» **Collected data entries**:

=== Section Start ===

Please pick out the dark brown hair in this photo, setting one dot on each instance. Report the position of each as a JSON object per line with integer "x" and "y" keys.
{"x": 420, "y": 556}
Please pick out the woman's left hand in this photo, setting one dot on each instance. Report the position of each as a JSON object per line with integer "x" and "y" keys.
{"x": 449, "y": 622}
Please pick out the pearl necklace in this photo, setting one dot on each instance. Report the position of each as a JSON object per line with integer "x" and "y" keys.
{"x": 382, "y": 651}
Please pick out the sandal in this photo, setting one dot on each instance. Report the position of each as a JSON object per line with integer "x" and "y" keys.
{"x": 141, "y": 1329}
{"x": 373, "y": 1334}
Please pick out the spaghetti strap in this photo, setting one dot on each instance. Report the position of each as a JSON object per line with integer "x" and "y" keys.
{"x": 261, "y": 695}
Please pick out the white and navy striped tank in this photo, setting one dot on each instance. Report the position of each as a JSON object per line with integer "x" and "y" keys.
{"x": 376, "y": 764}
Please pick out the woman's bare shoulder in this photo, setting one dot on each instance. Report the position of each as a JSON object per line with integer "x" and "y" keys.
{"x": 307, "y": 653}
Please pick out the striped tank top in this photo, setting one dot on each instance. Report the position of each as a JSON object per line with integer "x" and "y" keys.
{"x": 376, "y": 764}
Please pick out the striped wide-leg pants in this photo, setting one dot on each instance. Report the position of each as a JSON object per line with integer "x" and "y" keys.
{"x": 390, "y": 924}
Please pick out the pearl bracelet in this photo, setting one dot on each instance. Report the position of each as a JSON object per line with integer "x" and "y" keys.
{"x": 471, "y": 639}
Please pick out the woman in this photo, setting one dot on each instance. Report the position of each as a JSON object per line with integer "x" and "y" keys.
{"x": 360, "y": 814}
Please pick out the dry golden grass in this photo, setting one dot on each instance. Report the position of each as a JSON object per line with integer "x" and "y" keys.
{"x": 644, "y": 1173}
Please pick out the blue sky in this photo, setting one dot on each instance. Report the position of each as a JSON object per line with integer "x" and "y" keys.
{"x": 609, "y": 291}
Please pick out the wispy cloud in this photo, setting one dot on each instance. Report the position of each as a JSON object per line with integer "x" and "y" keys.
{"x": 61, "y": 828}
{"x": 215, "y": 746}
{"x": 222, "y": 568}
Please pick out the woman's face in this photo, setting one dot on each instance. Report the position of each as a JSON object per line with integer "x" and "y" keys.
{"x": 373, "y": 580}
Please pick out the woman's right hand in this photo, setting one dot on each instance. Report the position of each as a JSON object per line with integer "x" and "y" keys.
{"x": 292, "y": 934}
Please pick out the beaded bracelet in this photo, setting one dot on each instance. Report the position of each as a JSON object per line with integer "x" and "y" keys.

=== Section End ===

» **TASK TO COMPLETE**: Please write out the lines that run from the one with "Please pick out the woman's right" to the end of the records, both included, exactly as they appear.

» **EXERCISE ANSWER**:
Please pick out the woman's right hand in this photo, setting one dot on each instance. Report the position of each as a JSON object per line with integer "x" and "y" keys.
{"x": 292, "y": 934}
Please pick out the beaded bracelet in this photo, setting one dot on each instance. Report the position of each as a JSON object per line with integer "x" and "y" keys.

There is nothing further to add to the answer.